## Task objective
Copy out every line of the rows from the one containing "sky. Keep it snug." down to the one containing "[611,492,628,676]", both included, with no changes.

## Given data

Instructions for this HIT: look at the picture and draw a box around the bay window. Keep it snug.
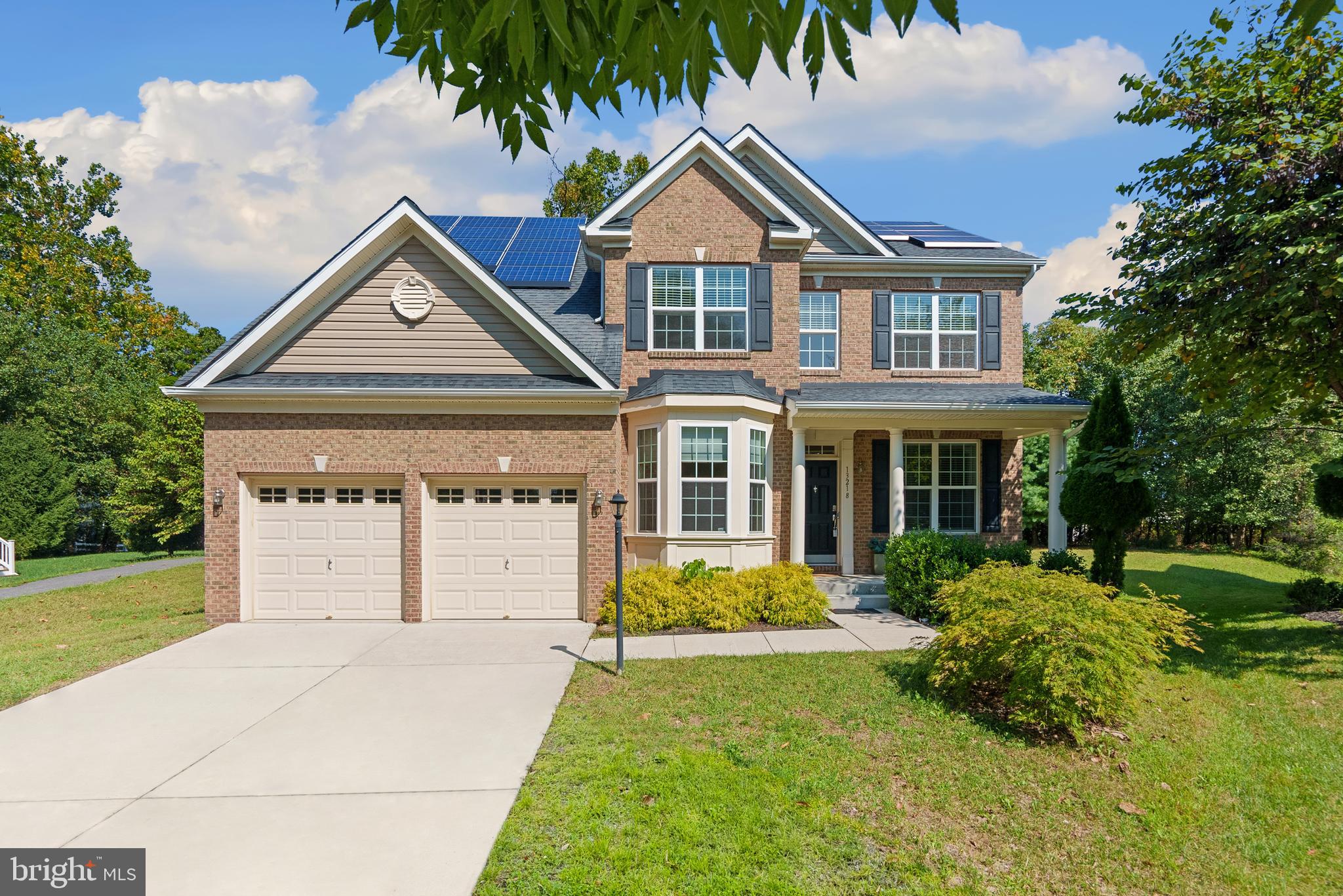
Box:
[634,426,658,532]
[649,265,747,352]
[891,293,979,371]
[798,293,839,371]
[681,426,728,534]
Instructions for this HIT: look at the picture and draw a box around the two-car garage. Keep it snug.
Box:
[242,476,583,619]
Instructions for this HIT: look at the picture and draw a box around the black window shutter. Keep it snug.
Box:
[872,290,891,371]
[979,293,1003,371]
[624,262,649,352]
[751,265,774,352]
[872,439,891,532]
[979,439,1003,532]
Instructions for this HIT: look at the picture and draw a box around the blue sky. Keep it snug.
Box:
[0,0,1211,330]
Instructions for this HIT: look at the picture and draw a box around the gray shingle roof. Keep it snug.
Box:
[215,374,596,389]
[626,371,780,402]
[788,381,1089,410]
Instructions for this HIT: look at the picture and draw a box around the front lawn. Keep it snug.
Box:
[477,551,1343,893]
[0,564,209,709]
[0,551,201,589]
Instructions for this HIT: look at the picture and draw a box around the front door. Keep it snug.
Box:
[805,461,838,563]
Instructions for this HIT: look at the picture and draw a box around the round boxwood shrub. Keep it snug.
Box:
[1039,548,1087,575]
[925,563,1198,737]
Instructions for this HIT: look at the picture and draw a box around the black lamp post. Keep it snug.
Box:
[611,492,628,676]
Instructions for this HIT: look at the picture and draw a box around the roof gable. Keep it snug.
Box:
[584,128,814,243]
[178,197,615,389]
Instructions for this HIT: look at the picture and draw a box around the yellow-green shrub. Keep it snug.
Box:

## Completed exercise
Instructions for this HIT: look at the picture and draw a box around the blue sky. Keep it snug.
Box:
[0,0,1211,330]
Instructions for this HIT: look at the picture and draw a box around the gray shingle roof. Keep it snug.
Box:
[215,374,596,389]
[626,371,780,402]
[788,381,1089,410]
Instructions for this HIT: look at the picture and draw a box around the front lawn. Keep it snug.
Box:
[477,551,1343,893]
[0,564,209,709]
[0,551,201,589]
Instructions for this HIT: look at the picture and draw a box around the front door. Keep it snug.
Box:
[805,461,838,563]
Instructions for this HIT: look at the picture and draw a box around the round boxwood shrub. Keep it snug.
Box:
[1039,548,1087,575]
[925,563,1198,737]
Instructions for this HIT: look at the picture and draw a box around the black lamp post. Keep it snug.
Box:
[611,492,628,676]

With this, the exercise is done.